■ **WHAT YOU NEED TO DO**
Please retype every one of these rows word for word, leaving the pictures out of your answer.

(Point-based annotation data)
——————
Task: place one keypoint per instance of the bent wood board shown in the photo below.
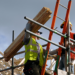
(42, 17)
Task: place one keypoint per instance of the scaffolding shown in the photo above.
(50, 42)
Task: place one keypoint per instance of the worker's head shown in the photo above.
(62, 25)
(38, 33)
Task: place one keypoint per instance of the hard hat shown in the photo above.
(61, 26)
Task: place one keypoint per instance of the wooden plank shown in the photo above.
(42, 17)
(61, 72)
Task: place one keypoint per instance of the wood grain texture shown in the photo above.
(42, 17)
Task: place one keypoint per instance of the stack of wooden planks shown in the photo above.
(42, 17)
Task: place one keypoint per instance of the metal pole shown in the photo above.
(12, 57)
(37, 23)
(69, 60)
(45, 39)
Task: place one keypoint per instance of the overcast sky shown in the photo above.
(12, 14)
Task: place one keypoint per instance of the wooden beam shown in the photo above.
(61, 72)
(42, 17)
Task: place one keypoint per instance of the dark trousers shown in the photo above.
(32, 68)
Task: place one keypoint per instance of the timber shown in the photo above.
(61, 72)
(42, 17)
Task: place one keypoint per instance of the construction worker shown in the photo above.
(72, 46)
(33, 54)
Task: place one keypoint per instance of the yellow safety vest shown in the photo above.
(31, 52)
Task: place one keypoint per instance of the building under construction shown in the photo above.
(15, 66)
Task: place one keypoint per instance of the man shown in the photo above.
(33, 54)
(72, 46)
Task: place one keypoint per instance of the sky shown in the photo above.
(12, 14)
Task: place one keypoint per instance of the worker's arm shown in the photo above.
(51, 52)
(27, 35)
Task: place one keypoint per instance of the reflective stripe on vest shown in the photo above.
(72, 55)
(32, 52)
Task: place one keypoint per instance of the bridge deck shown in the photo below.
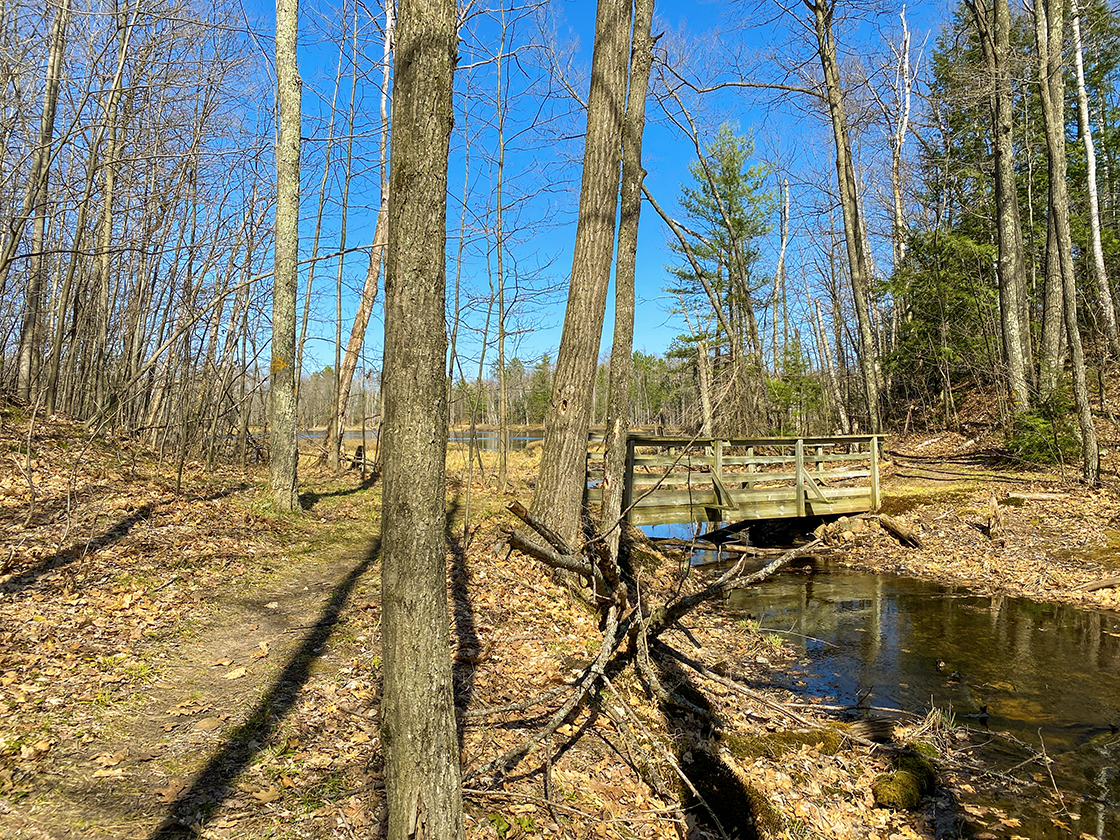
(681, 479)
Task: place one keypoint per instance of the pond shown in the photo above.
(1046, 673)
(486, 439)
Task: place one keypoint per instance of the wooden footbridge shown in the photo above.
(684, 479)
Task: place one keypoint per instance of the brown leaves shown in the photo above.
(171, 790)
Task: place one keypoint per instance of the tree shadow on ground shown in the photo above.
(309, 498)
(466, 624)
(80, 549)
(214, 783)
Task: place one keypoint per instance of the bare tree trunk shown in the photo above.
(622, 348)
(422, 780)
(1051, 343)
(560, 486)
(503, 431)
(858, 262)
(283, 451)
(30, 337)
(1048, 29)
(357, 333)
(333, 453)
(1100, 274)
(309, 285)
(994, 25)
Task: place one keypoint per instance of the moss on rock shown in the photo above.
(899, 790)
(903, 790)
(918, 766)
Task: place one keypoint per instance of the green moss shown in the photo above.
(903, 790)
(899, 791)
(775, 745)
(918, 766)
(910, 497)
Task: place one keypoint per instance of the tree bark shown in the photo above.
(30, 338)
(858, 262)
(422, 775)
(1048, 29)
(622, 348)
(1100, 273)
(560, 486)
(994, 25)
(357, 337)
(283, 454)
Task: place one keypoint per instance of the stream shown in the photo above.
(1048, 674)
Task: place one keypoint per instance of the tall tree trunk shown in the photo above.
(30, 337)
(994, 25)
(560, 486)
(1100, 274)
(336, 425)
(858, 261)
(622, 348)
(1048, 29)
(1051, 343)
(285, 454)
(422, 781)
(503, 431)
(357, 333)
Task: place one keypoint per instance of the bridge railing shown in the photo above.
——————
■ **RESULT OF THE TASK**
Task: place one keypoint per instance of the bent wood board shown in the photo below.
(42, 17)
Task: place one keypoint per instance of the scaffolding shown in the photo above.
(50, 42)
Task: place one keypoint per instance of the worker's head shown in the photo above.
(62, 25)
(38, 33)
Task: place one keypoint per instance of the hard hat shown in the photo above.
(61, 26)
Task: place one keypoint per instance of the wooden plank shown in the photo above.
(42, 17)
(61, 72)
Task: place one keypoint per instance of the wood grain texture shown in the photo above.
(42, 17)
Task: place one keypoint per instance of the stack of wooden planks shown in the photo above.
(42, 17)
Task: place one keypoint per instance of the metal pole shown in the photo above.
(12, 57)
(37, 23)
(69, 60)
(45, 39)
Task: place one keypoint per instance of the overcast sky shown in the photo above.
(12, 14)
Task: place one keypoint per instance of the wooden beam shown in the photo above.
(61, 72)
(42, 17)
Task: place one keypoint per instance of the dark trousers shown in the photo above.
(32, 68)
Task: place one keypoint per instance of the timber shown in the photo above.
(61, 72)
(42, 17)
Task: place one keypoint per instance of the construction worker shown in the photo above.
(72, 46)
(33, 54)
Task: place one keypoint per instance of the yellow safety vest shown in the photo above.
(31, 52)
Task: place one keypoint per instance of the building under construction shown in the photo above.
(15, 66)
Task: place one keypoint per instance of the man shown in the photo above.
(33, 54)
(72, 46)
Task: place one keypoint per instance of the sky shown in the photo above.
(12, 14)
Task: place one keypoint per instance of the worker's arm shown in the photo above.
(51, 52)
(27, 35)
Task: place one keypoint per instance of the reflective stripe on vest shown in the photo above.
(72, 55)
(32, 52)
Task: place one keypoint per instance of the bridge deck shown in the photo below.
(681, 479)
Task: place one keypoint per instance of the pond shown in the photo above.
(1046, 673)
(486, 439)
Task: place one keypoint per instance of the wooden footbridge shown in the photo above.
(684, 479)
Task: place one keypoint per instance of the brown leaves shown in the photo above.
(171, 790)
Task: place one keypoint per instance of the tree shadow on ground shown in the photo above.
(309, 498)
(466, 624)
(80, 549)
(214, 783)
Task: place one keypoint per instance of the bare tree trunk shown in the photo above.
(622, 348)
(422, 780)
(1051, 343)
(560, 486)
(503, 431)
(858, 262)
(283, 451)
(30, 337)
(1048, 29)
(357, 333)
(333, 453)
(1100, 274)
(309, 285)
(994, 25)
Task: place one keypoint per instance of the moss on rock shown in the photo above.
(899, 790)
(903, 790)
(918, 766)
Task: place one keypoint per instance of the green moss shown in the photo above.
(903, 790)
(899, 791)
(775, 745)
(918, 766)
(910, 497)
Task: place one keypoint per instance of the tree bark shown in the photo above.
(30, 338)
(858, 262)
(422, 775)
(1048, 29)
(622, 348)
(1100, 273)
(560, 486)
(994, 25)
(357, 337)
(283, 454)
Task: place one keypoint per instance of the stream shown in the photo above.
(1048, 674)
Task: place one keypoint per instance of the tall tree trunk shown in the photo above.
(30, 337)
(994, 25)
(560, 486)
(1100, 274)
(336, 425)
(858, 261)
(622, 348)
(1048, 29)
(1051, 343)
(285, 454)
(422, 781)
(503, 431)
(357, 333)
Task: place one keypoint per instance of the bridge railing shown in the photo above.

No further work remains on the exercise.